--- start ---

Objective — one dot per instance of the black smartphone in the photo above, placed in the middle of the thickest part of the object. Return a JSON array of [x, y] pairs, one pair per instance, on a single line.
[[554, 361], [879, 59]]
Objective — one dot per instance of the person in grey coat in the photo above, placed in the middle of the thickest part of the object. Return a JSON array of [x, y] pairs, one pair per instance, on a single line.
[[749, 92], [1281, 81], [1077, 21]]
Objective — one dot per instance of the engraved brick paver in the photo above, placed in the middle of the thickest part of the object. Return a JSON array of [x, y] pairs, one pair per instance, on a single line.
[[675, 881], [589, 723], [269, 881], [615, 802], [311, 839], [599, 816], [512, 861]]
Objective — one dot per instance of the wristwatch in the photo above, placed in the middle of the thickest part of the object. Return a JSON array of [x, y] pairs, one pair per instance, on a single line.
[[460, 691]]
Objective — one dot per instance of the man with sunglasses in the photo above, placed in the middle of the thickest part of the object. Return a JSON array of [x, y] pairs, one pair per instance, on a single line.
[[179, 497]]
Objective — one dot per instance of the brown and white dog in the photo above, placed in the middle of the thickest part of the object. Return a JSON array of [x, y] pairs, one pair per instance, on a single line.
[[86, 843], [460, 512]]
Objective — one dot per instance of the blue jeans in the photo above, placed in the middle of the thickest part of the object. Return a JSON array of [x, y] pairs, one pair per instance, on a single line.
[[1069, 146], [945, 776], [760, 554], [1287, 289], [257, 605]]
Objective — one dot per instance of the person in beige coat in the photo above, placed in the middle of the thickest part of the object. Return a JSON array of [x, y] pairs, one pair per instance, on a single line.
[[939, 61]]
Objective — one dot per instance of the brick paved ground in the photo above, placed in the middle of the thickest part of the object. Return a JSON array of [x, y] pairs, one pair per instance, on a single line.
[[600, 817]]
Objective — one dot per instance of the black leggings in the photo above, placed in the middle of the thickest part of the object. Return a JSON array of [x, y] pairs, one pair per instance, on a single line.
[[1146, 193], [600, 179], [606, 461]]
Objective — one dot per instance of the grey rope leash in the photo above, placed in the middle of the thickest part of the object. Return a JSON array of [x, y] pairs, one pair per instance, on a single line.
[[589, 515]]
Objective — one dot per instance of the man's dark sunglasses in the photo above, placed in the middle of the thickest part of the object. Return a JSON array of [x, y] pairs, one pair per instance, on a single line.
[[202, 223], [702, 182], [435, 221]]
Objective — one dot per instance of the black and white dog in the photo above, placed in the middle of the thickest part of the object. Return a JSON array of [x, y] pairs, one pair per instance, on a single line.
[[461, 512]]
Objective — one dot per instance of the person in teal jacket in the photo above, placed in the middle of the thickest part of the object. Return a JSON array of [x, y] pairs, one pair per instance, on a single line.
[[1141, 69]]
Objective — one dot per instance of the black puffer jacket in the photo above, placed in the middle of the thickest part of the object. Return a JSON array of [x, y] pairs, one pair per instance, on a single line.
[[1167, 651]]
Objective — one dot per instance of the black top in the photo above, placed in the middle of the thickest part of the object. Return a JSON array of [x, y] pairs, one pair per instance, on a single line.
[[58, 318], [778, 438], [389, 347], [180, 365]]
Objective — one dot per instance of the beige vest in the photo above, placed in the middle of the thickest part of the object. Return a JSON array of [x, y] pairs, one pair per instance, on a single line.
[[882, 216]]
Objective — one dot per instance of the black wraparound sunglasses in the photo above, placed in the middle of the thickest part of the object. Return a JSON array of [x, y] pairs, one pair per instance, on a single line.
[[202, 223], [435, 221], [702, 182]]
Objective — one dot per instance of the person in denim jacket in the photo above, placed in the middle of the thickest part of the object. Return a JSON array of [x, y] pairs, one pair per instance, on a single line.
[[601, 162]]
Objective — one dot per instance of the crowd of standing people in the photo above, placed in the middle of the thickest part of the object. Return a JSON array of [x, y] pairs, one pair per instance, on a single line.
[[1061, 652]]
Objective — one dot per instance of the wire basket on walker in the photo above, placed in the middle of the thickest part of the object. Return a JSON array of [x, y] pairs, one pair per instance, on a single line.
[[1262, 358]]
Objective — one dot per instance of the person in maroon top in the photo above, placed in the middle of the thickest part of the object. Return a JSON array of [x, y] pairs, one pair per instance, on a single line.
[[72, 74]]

--- end ---

▸ Stated goal
Reproduce all of the entries above word for word, keeping every line in its original order.

▸ Expected output
Objective — one dot per instance of the black smartphone in the photo above, placed in the middle of the thickest part of the object. Return a JSON array of [x, y] pairs, one pair per instance, on a single line.
[[554, 361], [879, 59]]
Objective — one dot per instance of the person in grey coat in the photo above, placed in the middle of the thickest part of the object. Return a JSON array of [x, y] pairs, one pair per instance, on a single line.
[[749, 92], [1281, 81], [1077, 21]]
Objective — one dot per instance of the engraved brick paver in the photo above, placed in the middle of the thickest part of the object. Return a JSON array of [x, y] pairs, one pair per instance, on a single line.
[[675, 881], [589, 723], [269, 881], [615, 802], [311, 839], [599, 816], [512, 861]]
Objective — one dot per instance of the wristwatch in the photo above, placed in the middle of the thickest part of the object. Return a JSON array of [x, y] pairs, one pair per instance, on a single line.
[[460, 691]]
Objective — one dot per instance of the man with sunglasses in the photo above, placed in the middle of the thickest part of the object. Return a JSON array of [x, y] pairs, one pair per instance, on a single line.
[[179, 497]]
Objective — one dot per instance of the brown and white dog in the photo above, placed in the middle of the thickest part of the object. Return a JSON array of [x, y] pairs, one pair per instance, on a single line.
[[86, 843], [460, 512]]
Objective — one dot per instance of the blue jeans in the photo above, placed in the middle of the thickest part of the object. Return a JSON array of [x, y] pairs, one pair per instance, on a single line.
[[1069, 146], [945, 776], [760, 554], [1287, 289], [257, 605]]
Objective — one dot per instance of the person in beige coat in the photo above, placed in the middle of the thickest part of the object. Return a JSON array of [x, y] pairs, one pair per instance, on a single line.
[[939, 61]]
Objective — one dot per instance of the brick paved ground in the photo above, placed in the middle of the thickest part of the object. Return a JSON array of [x, y] pairs, one pair per instance, on a single line.
[[600, 817]]
Objective — one dot per instance of the black leggings in the photo above, placed in the middle of the thickest part of the object. Return a JSON array of [x, y] pairs, one pair per instance, on a single line.
[[1146, 193], [600, 179], [606, 461]]
Objective — one dot per instance of the grey rope leash in the photo above, placed in the middle of the thickest part of the object. Return a JSON array of [x, y] pairs, one pair per instance, on a single line.
[[589, 515]]
Objective — one dot per instance of the man's dark sunglasses in the photo above, placed in the middle of the thickest part of the object. Return a JSON array of [x, y] pairs, one pair per instance, on a single line.
[[202, 223], [702, 182], [435, 221]]
Objective — one dot per instance of the black and white dog in the photo above, placed in the middle of the thickest part of the object. Return a JSON array of [x, y] pairs, one pair per instance, on a single line.
[[461, 512]]
Objective — one dot per instance of the person in teal jacket in the photo above, placed in the middle of the thickest part of the object. Return a JSON array of [x, y] pairs, one pair per instance, on a single line.
[[1141, 69]]
Objective — one dot per instance of the black puffer jacket in the photo above, placed in the middle of the thickest part of the object. Return a JSON array of [x, y] pairs, one pair per instance, on a single line.
[[1167, 651]]
Objective — one dot per instance of the black top in the photo above, placed in the middle of the thickest part of the object. Return a JSON array of [x, y] pairs, one pair per instance, on a single line.
[[58, 318], [778, 438], [389, 347], [180, 365]]
Objective — one dot per instance of the beige vest in the photo above, placed in the middle of the thickest part of the object. Return a JSON array of [x, y] pairs, one pair per instance, on a single line.
[[882, 216]]
Objective — one dot per instance of the black wraparound sunglasses in the photo above, placed in the middle of the thickest part of the object. Return a JSON array of [x, y] pairs, one pair per instance, on a single line.
[[202, 223], [435, 221], [702, 182]]
Objective — one dot per instance of the person in denim jacket in the photo above, placed in the middle of the thickest part of the object. Return a JSON array of [x, y] pairs, one pair per instance, on a single line.
[[601, 162]]
Objective — one dot per instance of the crowd of standing people in the photo above, placed in the middle of the thickest part of the object. Return a JSON array of [x, y] pairs, one pair per instance, on a single line.
[[1061, 652]]
Objective — one dot per instance of the wire basket on walker in the photo above, placed in the middle of the thickest part of the object. Return a JSON array of [x, y] pairs, one pair per instance, on a single line.
[[1262, 358]]
Objective — one dot per instance of the person in maroon top in the photo above, placed in the middle of the thickest part of the object. Return a JSON array of [x, y] pairs, one pair per instance, on a single line.
[[72, 74]]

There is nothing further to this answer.